Version Python License

Python implementation of the Lee and Wooldridge (2025) difference-in-differences estimator for panel data with small cross-sectional sample sizes.

Overview

This package implements the methodology described in Lee and Wooldridge (2025), providing valid inference for difference-in-differences estimation when the number of treated or control units is small.

Reference: Lee, S. J., and Wooldridge, J. M. (2025). Simple Approaches to Inference with Difference-in-Differences Estimators with Small Cross-Sectional Sample Sizes. Available at SSRN 5325686.

Authors: Xuanyu Cai, Wenli Xu

Key Features

The package provides inference for small cross-sectional samples by transforming panel data into cross-sectional regressions:

  • Designed for settings with small numbers of treated or control units
  • Exact t-based inference available under classical linear model assumptions (normality and homoskedasticity)
  • Works best with large time dimensions, where the central limit theorem across time supports normality
  • Serial correlation handled through unit-specific transformations
  • Unit-specific linear trends and seasonal patterns
  • Heteroskedasticity-robust inference (HC1/HC3) for moderate sample sizes
  • Randomization inference for finite-sample validity without distributional assumptions

Transformation Methods

Four transformation methods are available:

  • demean: Unit-specific demeaning (Procedure 2.1)
  • detrend: Unit-specific detrending (Procedure 3.1)
  • demeanq: Quarterly demeaning with seasonal effects
  • detrendq: Quarterly detrending with linear trends and seasonal effects

Installation

pip install lwdid

Or install from source:

git clone https://github.com/gorgeousfish/lwdid-py.git
cd lwdid-py
pip install .
------------------------------------------------------------------------
- _To be done_
[a] Answer the following from the package description:
(i) Which transformation method corresponds to Procedure 3.1?
(ii) Which heteroskedasticity-robust variants does the package offer?
(iii) What command installs the package with pip without cloning the source?
[b] According to the package description, why does the method work best when the time dimension is large? Answer in one or two sentences.

- _Supplied entries_
------------------------------------------------------------------------
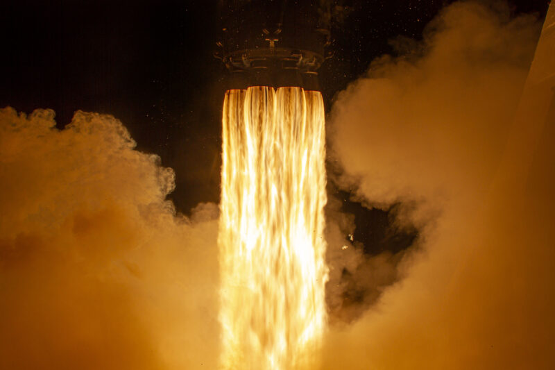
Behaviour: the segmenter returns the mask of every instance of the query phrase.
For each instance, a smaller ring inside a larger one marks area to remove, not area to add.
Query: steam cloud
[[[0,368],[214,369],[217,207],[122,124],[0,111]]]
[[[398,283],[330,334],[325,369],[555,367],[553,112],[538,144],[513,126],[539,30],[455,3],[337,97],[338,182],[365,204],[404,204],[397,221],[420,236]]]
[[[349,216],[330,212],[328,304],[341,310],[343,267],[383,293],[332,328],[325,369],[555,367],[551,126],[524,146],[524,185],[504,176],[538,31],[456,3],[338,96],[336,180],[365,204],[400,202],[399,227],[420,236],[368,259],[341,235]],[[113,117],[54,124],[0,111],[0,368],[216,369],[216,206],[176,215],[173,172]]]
------------------------------------------------------------------------
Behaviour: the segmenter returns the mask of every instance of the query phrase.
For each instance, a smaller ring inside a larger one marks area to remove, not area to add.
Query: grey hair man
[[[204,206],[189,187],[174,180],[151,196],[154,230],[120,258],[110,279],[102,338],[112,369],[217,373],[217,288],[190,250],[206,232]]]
------------------------------------------------------------------------
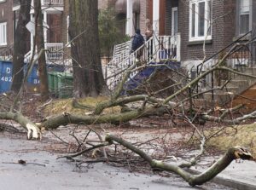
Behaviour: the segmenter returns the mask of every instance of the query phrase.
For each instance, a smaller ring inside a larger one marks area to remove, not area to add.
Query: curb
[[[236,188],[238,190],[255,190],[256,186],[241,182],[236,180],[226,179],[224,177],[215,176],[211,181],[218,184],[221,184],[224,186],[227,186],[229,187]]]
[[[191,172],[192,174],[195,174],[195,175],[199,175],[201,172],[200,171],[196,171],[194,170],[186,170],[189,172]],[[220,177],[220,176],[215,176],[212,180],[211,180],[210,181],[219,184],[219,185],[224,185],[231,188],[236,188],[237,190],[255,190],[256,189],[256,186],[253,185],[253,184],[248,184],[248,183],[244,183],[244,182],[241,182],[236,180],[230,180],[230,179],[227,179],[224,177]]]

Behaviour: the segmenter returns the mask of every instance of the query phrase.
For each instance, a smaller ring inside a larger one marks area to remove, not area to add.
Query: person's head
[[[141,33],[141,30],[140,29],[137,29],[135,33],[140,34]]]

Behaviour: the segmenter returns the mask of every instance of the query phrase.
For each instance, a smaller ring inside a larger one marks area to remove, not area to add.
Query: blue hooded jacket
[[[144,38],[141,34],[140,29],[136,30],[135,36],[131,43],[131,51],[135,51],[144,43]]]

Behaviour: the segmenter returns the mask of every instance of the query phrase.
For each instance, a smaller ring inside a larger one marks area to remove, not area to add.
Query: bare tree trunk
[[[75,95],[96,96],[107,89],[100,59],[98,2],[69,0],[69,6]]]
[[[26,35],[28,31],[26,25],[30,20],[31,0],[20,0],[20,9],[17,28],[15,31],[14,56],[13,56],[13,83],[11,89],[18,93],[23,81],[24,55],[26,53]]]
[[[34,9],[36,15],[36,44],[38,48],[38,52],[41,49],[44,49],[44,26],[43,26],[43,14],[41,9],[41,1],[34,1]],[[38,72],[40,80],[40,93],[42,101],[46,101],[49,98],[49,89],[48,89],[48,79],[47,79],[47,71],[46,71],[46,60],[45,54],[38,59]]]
------------------------------------------------------------------------
- _Responses_
[a]
(i) detrend (unit-specific detrending)
(ii) HC1 and HC3
(iii) pip install lwdid

[b] With a large time dimension, the central limit theorem across time supports the normality assumption. The exact t-based inference relies on that assumption.